__DOCUMENT EXTRACT__:
= = =
Whatever else organizations may be 
 they are political structures. This means that organizations operate by distributing authority and setting a stage for the exercise of power.
Abraham Zalzenik
Insofar as knowledge is power, communication systems are power systems.
David Barber1
“Would you tell me please, which way I ought to go from here?” “That depends a good deal on where you want to get to,” said the [Cheshire] Cat. “I don’t much care where –” said Alice. “Then it doesn’t matter which way you go,” said the Cat. “– so long as I get somewhere,” Alice added as an explanation.

CENTRAL THEMES

  • Power usually is thought of as the “ability to dominate” other people. Not only does this perspective ignore the “accomplishment” aspect of power, but also it seriously oversimplifies its multifaceted nature.
  • Power has two components: a “surface structure,” which consists of overt displays of power and conscious but unspoken decisions about who, when, and how to challenge power relationships; and a “deep structure,” which consists of unconscious elements of power relationships.
  • Power is in the eye of the beholder. Whenever people are able to control resources that others perceive they need, they have a potential base of power.
  • Employees can develop power through developing personal characteristics (expertise, interpersonal skills, and access to symbols of power) and through controlling key resources (information, rewards and punishments, and roles in coalitions).
  • Power is obtained and exercised through a predictable group of communication strategies.
= = =
__RECORD EXTRACTS__:

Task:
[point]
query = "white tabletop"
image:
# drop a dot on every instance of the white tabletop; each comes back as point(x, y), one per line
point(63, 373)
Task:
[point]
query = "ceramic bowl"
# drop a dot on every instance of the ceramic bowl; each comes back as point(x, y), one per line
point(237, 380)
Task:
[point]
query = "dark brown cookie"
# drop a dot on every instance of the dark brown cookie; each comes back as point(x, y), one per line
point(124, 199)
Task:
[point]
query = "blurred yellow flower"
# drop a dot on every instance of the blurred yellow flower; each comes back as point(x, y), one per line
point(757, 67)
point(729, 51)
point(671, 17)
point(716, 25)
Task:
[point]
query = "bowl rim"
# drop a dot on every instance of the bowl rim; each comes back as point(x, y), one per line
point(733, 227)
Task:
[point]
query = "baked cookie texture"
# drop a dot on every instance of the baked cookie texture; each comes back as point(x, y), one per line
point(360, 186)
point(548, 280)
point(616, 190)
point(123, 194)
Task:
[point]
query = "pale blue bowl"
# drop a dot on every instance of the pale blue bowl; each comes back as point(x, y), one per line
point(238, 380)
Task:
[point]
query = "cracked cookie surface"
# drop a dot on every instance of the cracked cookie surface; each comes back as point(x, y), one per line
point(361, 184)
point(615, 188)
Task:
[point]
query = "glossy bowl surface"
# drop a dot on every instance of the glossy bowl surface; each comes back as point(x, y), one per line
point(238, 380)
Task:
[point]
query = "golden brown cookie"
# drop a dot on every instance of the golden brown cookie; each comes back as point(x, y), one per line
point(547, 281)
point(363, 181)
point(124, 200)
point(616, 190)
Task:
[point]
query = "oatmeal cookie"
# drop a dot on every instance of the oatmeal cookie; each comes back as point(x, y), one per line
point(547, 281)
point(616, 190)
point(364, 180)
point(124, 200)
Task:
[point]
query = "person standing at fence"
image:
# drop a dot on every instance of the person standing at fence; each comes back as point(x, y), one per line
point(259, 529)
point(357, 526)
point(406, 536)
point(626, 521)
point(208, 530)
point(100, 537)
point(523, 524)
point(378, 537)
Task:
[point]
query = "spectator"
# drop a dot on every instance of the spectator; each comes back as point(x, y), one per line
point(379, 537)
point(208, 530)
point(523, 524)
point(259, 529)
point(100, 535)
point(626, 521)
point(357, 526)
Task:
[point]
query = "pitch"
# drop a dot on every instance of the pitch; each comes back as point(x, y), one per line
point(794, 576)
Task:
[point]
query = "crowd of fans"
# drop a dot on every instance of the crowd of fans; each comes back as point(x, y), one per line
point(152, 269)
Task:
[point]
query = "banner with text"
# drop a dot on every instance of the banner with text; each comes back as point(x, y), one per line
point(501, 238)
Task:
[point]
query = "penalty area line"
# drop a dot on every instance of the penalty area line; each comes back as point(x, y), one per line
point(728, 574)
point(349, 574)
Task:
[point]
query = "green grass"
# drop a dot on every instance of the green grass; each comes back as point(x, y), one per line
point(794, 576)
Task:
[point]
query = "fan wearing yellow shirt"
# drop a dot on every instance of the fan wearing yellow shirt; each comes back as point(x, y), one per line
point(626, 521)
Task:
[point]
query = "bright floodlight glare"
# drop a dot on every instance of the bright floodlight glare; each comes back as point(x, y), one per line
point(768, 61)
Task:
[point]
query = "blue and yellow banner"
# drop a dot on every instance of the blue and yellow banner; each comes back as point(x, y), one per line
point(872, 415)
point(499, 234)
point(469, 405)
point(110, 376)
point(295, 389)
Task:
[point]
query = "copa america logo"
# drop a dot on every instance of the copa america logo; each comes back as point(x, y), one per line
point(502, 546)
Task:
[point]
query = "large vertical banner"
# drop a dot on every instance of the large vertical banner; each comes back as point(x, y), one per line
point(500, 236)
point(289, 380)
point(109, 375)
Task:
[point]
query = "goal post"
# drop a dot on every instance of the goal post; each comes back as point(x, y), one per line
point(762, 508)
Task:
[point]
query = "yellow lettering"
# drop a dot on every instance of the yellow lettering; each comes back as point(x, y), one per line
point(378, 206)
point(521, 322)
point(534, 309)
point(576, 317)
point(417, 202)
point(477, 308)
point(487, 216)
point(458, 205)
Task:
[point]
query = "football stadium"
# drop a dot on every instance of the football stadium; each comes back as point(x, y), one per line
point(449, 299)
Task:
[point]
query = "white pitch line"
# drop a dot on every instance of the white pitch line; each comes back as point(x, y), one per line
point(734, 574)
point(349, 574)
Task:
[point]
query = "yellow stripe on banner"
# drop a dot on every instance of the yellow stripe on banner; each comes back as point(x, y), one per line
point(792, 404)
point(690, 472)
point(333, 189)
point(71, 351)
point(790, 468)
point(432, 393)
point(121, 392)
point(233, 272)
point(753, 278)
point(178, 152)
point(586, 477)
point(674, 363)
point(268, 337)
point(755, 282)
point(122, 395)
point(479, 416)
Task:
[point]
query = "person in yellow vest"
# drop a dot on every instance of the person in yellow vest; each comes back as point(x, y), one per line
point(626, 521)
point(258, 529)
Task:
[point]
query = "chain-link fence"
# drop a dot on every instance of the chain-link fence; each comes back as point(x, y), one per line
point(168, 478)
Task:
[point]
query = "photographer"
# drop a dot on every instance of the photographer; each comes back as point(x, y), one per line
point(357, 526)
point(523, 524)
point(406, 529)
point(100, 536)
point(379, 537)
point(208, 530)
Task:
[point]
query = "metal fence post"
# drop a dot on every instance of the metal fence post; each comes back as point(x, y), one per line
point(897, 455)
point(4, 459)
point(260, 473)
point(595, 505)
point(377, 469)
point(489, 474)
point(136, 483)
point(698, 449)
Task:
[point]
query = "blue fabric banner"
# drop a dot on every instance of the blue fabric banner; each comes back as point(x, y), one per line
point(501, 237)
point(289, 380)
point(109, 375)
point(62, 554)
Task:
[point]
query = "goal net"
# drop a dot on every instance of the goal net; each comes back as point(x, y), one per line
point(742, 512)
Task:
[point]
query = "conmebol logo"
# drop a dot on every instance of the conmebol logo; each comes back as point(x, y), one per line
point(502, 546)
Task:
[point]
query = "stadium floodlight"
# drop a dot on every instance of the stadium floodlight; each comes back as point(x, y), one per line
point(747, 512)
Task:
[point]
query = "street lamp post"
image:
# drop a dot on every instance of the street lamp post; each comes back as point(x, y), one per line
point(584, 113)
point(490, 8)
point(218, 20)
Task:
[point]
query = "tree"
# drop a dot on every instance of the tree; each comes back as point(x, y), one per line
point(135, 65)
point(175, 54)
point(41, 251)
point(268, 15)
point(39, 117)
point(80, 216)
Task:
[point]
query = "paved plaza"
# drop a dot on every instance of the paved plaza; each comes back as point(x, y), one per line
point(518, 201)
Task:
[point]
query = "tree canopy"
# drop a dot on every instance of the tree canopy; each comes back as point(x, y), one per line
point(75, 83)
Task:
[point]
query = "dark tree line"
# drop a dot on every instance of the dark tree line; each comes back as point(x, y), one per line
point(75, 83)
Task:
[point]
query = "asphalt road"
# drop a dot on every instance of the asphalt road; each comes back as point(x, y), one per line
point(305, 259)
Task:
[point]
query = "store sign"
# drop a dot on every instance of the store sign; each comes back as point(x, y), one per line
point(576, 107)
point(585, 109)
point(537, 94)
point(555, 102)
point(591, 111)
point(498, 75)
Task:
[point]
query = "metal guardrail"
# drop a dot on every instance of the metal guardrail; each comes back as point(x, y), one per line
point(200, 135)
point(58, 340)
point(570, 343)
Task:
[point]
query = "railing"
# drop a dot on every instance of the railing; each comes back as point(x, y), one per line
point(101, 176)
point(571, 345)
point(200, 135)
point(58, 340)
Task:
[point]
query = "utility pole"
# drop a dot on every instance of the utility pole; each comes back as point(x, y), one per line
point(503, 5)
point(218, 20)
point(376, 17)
= = =
__JOB__: In the passage on power in organizations above, list every personal characteristic and every key resource named as a means by which employees can develop power.

__RESULT OF THIS EXERCISE__:
Personal characteristics: expertise, interpersonal skills, and access to symbols of power.
Key resources: information, rewards and punishments, and roles in coalitions.